Start of EXTRACTED MATERIAL
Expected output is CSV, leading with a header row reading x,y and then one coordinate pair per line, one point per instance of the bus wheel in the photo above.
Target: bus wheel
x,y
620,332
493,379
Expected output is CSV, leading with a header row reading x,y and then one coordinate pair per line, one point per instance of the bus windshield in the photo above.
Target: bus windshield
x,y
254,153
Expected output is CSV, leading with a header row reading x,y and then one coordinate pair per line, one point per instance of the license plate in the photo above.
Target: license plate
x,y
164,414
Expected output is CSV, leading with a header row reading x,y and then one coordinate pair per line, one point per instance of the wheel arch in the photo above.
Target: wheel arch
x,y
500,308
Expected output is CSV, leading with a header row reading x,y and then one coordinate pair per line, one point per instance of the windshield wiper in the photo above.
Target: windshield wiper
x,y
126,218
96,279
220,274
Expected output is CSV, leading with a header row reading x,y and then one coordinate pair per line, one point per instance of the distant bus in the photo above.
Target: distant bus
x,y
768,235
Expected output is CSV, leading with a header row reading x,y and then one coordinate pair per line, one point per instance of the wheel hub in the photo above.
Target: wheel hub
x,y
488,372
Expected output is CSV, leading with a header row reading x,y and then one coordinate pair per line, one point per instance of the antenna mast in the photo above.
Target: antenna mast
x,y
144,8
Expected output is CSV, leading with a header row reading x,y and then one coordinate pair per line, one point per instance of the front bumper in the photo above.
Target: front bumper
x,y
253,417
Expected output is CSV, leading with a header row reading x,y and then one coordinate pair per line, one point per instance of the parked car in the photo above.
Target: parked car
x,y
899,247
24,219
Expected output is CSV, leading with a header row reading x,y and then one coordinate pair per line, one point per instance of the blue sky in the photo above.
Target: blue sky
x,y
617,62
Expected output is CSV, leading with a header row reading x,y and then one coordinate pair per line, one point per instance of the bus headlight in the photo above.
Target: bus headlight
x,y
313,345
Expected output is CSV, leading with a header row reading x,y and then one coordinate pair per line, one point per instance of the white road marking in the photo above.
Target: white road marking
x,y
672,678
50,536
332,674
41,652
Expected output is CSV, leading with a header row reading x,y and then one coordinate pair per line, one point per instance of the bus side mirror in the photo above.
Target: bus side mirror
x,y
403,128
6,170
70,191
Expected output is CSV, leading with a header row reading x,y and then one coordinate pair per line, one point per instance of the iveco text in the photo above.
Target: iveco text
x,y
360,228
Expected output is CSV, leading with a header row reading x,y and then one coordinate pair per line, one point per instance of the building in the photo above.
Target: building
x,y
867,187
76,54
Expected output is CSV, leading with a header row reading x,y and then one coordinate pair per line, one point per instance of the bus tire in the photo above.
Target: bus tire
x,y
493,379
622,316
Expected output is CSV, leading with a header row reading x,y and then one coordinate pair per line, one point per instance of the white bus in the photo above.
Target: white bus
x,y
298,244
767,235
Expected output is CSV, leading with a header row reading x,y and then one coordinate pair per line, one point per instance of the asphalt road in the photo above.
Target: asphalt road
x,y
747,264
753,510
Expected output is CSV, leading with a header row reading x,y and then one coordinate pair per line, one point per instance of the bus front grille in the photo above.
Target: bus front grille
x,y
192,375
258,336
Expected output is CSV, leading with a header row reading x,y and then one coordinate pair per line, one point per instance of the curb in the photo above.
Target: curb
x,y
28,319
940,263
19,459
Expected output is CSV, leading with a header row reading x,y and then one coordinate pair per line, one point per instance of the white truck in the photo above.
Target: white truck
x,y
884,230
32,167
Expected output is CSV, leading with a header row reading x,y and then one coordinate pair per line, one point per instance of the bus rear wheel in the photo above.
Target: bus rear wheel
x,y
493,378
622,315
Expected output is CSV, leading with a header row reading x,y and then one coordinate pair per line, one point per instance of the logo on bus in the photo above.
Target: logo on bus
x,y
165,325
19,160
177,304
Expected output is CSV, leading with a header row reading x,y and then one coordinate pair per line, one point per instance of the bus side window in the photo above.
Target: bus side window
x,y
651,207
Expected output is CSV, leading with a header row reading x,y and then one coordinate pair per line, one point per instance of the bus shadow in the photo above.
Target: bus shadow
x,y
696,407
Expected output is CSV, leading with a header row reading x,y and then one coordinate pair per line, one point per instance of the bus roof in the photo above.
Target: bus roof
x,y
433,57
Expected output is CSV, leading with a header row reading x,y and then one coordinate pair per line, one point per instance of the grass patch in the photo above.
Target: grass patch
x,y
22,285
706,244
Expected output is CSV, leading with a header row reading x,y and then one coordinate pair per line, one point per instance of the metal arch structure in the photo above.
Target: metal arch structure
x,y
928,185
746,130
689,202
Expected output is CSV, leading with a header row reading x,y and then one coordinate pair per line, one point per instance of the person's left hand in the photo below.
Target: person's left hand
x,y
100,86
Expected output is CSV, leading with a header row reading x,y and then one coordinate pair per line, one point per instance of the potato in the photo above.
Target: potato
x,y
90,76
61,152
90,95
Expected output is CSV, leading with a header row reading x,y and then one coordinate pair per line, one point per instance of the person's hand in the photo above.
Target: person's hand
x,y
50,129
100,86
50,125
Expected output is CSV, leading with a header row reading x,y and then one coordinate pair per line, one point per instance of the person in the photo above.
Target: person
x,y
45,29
End of EXTRACTED MATERIAL
■ TASK INSTRUCTIONS ■
Within the material above, the line with "Target: distant bus" opens the range and the line with "bumper in the photo above." closes it; reproduce that range word for word.

■ WRITTEN ANSWER ■
Target: distant bus
x,y
768,235
Expected output is CSV, leading with a header row reading x,y and then one coordinate pair per line, one point per instance of the wheel hub in the photo above.
Target: wheel hub
x,y
488,372
Expected output is CSV, leading with a header row reading x,y and then one coordinate pair per line, one point per instance of the antenna mast in the photo above.
Target: antenna mast
x,y
144,8
Expected output is CSV, leading with a header row reading x,y and then one coordinate pair per line, one point per instance of the front bumper in the photo above.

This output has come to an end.